*INSTRUCTIONS TO FOLLOW*: Nothing should be left out: repeat all the data exactly.

Dataset entries:
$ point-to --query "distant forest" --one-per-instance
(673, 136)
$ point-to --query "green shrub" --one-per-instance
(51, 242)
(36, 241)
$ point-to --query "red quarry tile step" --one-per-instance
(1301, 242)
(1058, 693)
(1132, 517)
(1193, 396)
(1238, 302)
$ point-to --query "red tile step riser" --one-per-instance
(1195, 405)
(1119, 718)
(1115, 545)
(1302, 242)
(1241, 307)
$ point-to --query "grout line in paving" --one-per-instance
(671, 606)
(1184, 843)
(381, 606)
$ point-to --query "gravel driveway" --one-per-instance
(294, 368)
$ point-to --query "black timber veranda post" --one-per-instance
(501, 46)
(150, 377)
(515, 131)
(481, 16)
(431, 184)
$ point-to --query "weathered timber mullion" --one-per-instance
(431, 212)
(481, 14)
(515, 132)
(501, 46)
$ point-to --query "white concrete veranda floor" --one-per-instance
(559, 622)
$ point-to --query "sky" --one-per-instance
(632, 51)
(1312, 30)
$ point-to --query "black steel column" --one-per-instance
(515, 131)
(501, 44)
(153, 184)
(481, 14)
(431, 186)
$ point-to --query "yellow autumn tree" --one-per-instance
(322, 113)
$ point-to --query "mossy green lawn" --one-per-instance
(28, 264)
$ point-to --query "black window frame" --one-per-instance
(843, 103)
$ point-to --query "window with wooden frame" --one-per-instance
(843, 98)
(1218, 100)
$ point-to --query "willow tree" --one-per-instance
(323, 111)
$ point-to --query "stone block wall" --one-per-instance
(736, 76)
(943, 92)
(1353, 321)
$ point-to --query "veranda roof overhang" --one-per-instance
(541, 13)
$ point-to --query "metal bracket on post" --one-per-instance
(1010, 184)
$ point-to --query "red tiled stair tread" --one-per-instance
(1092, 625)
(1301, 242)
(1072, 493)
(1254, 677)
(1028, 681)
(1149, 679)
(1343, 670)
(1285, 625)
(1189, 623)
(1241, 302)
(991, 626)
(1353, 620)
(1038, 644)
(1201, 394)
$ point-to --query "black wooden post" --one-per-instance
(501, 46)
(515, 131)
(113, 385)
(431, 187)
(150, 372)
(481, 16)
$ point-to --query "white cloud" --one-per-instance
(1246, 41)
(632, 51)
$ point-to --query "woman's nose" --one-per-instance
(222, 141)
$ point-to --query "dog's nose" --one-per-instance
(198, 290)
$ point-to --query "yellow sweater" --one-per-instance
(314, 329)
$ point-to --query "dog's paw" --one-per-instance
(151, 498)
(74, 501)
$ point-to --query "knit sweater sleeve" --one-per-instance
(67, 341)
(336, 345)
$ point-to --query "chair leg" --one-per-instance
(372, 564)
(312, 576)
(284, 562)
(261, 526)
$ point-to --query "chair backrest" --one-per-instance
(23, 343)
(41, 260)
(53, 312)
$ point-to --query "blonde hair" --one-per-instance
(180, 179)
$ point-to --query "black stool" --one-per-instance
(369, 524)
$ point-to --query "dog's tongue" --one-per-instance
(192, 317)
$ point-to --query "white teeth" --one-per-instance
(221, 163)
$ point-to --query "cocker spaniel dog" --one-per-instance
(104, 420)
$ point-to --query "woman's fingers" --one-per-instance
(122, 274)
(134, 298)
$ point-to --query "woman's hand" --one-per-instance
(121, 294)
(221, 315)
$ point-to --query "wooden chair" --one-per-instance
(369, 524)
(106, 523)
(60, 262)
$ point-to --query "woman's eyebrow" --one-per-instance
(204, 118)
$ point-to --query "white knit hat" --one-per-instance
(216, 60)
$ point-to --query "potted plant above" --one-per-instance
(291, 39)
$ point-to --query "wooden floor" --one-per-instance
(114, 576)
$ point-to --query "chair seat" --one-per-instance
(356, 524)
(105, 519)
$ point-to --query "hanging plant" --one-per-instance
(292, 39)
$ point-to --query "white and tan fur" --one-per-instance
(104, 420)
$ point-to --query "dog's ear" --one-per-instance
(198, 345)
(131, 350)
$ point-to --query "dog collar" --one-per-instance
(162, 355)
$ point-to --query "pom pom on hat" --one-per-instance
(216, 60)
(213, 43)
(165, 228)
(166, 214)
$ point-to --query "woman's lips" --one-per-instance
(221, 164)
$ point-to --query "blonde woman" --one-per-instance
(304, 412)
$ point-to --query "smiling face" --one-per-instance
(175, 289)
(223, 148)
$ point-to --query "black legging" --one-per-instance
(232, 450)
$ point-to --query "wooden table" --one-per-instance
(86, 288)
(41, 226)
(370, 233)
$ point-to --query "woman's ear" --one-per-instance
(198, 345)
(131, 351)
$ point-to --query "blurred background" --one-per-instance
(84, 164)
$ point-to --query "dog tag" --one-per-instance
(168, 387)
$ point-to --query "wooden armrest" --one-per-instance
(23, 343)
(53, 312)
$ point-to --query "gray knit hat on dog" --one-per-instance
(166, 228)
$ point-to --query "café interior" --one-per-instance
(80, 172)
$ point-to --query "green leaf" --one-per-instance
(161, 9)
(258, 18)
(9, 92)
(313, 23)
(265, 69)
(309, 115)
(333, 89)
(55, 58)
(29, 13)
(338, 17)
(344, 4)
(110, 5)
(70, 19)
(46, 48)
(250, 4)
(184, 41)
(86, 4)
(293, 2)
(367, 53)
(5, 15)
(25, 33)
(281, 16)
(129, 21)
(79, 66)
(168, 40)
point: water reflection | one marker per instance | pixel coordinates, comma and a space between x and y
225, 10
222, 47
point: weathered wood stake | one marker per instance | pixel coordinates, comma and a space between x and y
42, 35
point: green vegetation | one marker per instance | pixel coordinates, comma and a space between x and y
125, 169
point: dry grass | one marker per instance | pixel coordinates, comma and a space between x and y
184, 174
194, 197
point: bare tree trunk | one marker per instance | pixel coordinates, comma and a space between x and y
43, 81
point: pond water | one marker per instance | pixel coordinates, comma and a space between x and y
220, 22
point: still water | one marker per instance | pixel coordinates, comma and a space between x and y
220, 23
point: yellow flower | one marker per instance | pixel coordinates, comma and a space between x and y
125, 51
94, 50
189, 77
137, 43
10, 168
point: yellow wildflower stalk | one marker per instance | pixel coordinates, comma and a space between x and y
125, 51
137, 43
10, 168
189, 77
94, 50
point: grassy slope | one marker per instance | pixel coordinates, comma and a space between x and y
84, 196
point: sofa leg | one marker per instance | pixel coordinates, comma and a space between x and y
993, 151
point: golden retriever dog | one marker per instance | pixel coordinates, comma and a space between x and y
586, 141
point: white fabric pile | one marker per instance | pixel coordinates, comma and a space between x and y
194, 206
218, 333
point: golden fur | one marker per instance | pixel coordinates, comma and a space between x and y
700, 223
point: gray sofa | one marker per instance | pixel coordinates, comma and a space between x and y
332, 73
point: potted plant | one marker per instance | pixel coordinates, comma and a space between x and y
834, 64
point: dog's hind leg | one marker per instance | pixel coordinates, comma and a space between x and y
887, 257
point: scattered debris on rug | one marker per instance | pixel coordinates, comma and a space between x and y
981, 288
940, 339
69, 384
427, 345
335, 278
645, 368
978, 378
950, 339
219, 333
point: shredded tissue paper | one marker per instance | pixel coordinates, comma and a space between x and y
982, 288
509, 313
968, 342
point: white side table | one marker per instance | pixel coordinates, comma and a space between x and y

*TASK OUTPUT*:
$ point-to --query "distant forest" --one-per-instance
(673, 136)
$ point-to --query "green shrub" --one-per-instance
(51, 242)
(36, 241)
$ point-to --query "red quarry tile step" --one-per-instance
(1301, 242)
(1058, 693)
(1132, 517)
(1193, 396)
(1238, 302)
$ point-to --query "red tile step riser" --one-per-instance
(1195, 405)
(1119, 718)
(1115, 545)
(1302, 242)
(1241, 307)
$ point-to --query "grout line in paving" --one-per-instance
(671, 606)
(1184, 843)
(381, 606)
$ point-to --query "gravel driveway" --one-per-instance
(294, 368)
$ point-to --query "black timber veranda post" --one-per-instance
(501, 46)
(150, 377)
(515, 131)
(481, 16)
(431, 184)
$ point-to --query "weathered timber mullion" --one-per-instance
(431, 212)
(481, 14)
(515, 132)
(501, 46)
$ point-to --query "white concrete veranda floor" --one-per-instance
(559, 622)
$ point-to --query "sky" --one-per-instance
(632, 51)
(1312, 30)
$ point-to --query "black steel column" --one-per-instance
(515, 131)
(501, 44)
(153, 184)
(481, 14)
(431, 186)
$ point-to --query "yellow autumn tree" --one-per-instance
(322, 113)
$ point-to --query "mossy green lawn" --one-per-instance
(28, 264)
$ point-to --query "black window frame" --one-per-instance
(843, 103)
$ point-to --query "window with wooden frame" --one-per-instance
(843, 98)
(1218, 100)
$ point-to --query "willow tree" --one-per-instance
(323, 111)
$ point-to --query "stone block wall" --one-per-instance
(736, 76)
(943, 92)
(1353, 321)
$ point-to --query "veranda roof overhang" --one-per-instance
(541, 13)
$ point-to --query "metal bracket on post" --one-per-instance
(1010, 184)
$ point-to --query "red tiled stair tread" --one-per-instance
(1092, 625)
(1301, 242)
(1072, 493)
(1254, 677)
(1028, 681)
(1149, 679)
(1343, 670)
(1285, 625)
(1189, 623)
(1241, 302)
(991, 626)
(1353, 620)
(1038, 644)
(1201, 394)
$ point-to --query "black wooden post" --one-per-instance
(501, 46)
(515, 131)
(113, 385)
(431, 187)
(150, 372)
(481, 16)
$ point-to --query "white cloud" --one-per-instance
(1246, 41)
(632, 51)
$ point-to --query "woman's nose" --one-per-instance
(222, 141)
$ point-to --query "dog's nose" --one-per-instance
(198, 290)
$ point-to --query "yellow sweater" --one-per-instance
(314, 329)
$ point-to --query "dog's paw" --one-per-instance
(151, 498)
(74, 501)
$ point-to --query "knit sweater sleeve" --one-per-instance
(67, 341)
(336, 345)
$ point-to --query "chair leg" --one-per-instance
(372, 564)
(312, 576)
(284, 562)
(261, 526)
$ point-to --query "chair backrest" --one-per-instance
(23, 343)
(41, 260)
(53, 312)
$ point-to --query "blonde hair" --one-per-instance
(180, 179)
$ point-to --query "black stool" --one-per-instance
(369, 524)
$ point-to --query "dog's tongue" --one-per-instance
(192, 317)
$ point-to --query "white teeth" --one-per-instance
(221, 163)
$ point-to --query "cocker spaniel dog" --one-per-instance
(104, 420)
$ point-to --query "woman's fingers" --one-per-instance
(122, 274)
(134, 298)
$ point-to --query "woman's hand" --one-per-instance
(121, 294)
(221, 315)
$ point-to --query "wooden chair" --one-per-instance
(369, 524)
(106, 523)
(60, 262)
$ point-to --query "woman's eyebrow" --one-per-instance
(204, 118)
$ point-to --query "white knit hat" --one-per-instance
(216, 60)
$ point-to --query "potted plant above" --one-per-instance
(291, 39)
$ point-to --query "wooden floor" --one-per-instance
(114, 576)
$ point-to --query "chair seat" --one-per-instance
(356, 524)
(105, 519)
$ point-to --query "hanging plant" --one-per-instance
(292, 39)
$ point-to --query "white and tan fur" --one-per-instance
(104, 420)
$ point-to --query "dog's ear" --one-per-instance
(198, 345)
(131, 350)
$ point-to --query "dog collar" --one-per-instance
(162, 355)
$ point-to --query "pom pom on hat" --one-per-instance
(216, 60)
(213, 43)
(165, 228)
(166, 214)
$ point-to --query "woman's lips" --one-per-instance
(221, 164)
$ point-to --query "blonde woman" --one-per-instance
(304, 412)
$ point-to --query "smiling face" --one-per-instance
(175, 289)
(223, 148)
$ point-to --query "black legging" --one-per-instance
(232, 450)
$ point-to --query "wooden table" --one-per-instance
(86, 288)
(41, 226)
(370, 233)
$ point-to --query "woman's ear" --one-per-instance
(198, 345)
(131, 351)
$ point-to --query "blurred background" --one-per-instance
(84, 164)
$ point-to --query "dog tag" --one-per-instance
(168, 387)
$ point-to --query "wooden armrest" --one-per-instance
(23, 343)
(53, 312)
$ point-to --query "gray knit hat on dog" --one-per-instance
(166, 228)
$ point-to --query "café interior" --one-per-instance
(80, 172)
$ point-to --query "green leaf" --one-per-instance
(161, 9)
(258, 18)
(9, 92)
(313, 23)
(265, 69)
(309, 115)
(333, 89)
(55, 58)
(29, 13)
(338, 17)
(344, 4)
(110, 5)
(70, 19)
(46, 48)
(250, 4)
(184, 41)
(86, 4)
(293, 2)
(367, 53)
(5, 15)
(25, 33)
(281, 16)
(129, 21)
(79, 66)
(168, 40)
point: water reflection | one marker per instance | pixel coordinates, comma and a space between x and y
225, 10
222, 47
point: weathered wood stake | one marker per instance | pixel coordinates, comma and a space between x and y
42, 35
point: green vegetation | one marker per instance | pixel coordinates, comma and a space between x and y
125, 169
point: dry grass | one marker per instance | pixel coordinates, comma and a space between x and y
184, 174
194, 197
point: bare tree trunk | one marker per instance | pixel coordinates, comma and a space between x and y
43, 81
point: pond water | one marker per instance | pixel coordinates, comma and a space between x and y
220, 22
point: still water | one marker per instance | pixel coordinates, comma and a space between x and y
220, 23
point: yellow flower | one marker per instance | pixel coordinates, comma and a space between x and y
125, 51
94, 50
189, 77
137, 43
10, 168
point: yellow wildflower stalk | one marker per instance | pixel coordinates, comma and a space between x and y
125, 51
137, 43
10, 168
189, 77
94, 50
point: grassy slope | one marker per instance | pixel coordinates, comma and a space between x and y
84, 196
point: sofa leg | one marker per instance | pixel coordinates, comma and a space between x and y
993, 151
point: golden retriever dog | one marker per instance | pixel coordinates, comma and a space between x and y
586, 141
point: white fabric pile | one marker per instance | pixel coordinates, comma and a space between x and y
194, 206
218, 333
point: golden fur | one marker per instance | pixel coordinates, comma and a space between x and y
700, 223
point: gray sofa | one marker per instance | pixel coordinates, comma and a space between x and y
332, 73
point: potted plant | one marker per instance | pixel coordinates, comma and a space between x and y
834, 64
point: dog's hind leg | one marker per instance | pixel coordinates, comma and a space between x and y
887, 257
point: scattered debris on rug | one marker per instance | pixel coordinates, comma and a space between x and y
981, 288
940, 339
69, 384
427, 345
335, 278
645, 368
978, 378
950, 339
219, 333
point: shredded tissue paper | one marker per instance | pixel coordinates, comma and a space between x and y
982, 288
509, 313
968, 342
point: white side table | one marker per instance | pixel coordinates, comma and a space between x and y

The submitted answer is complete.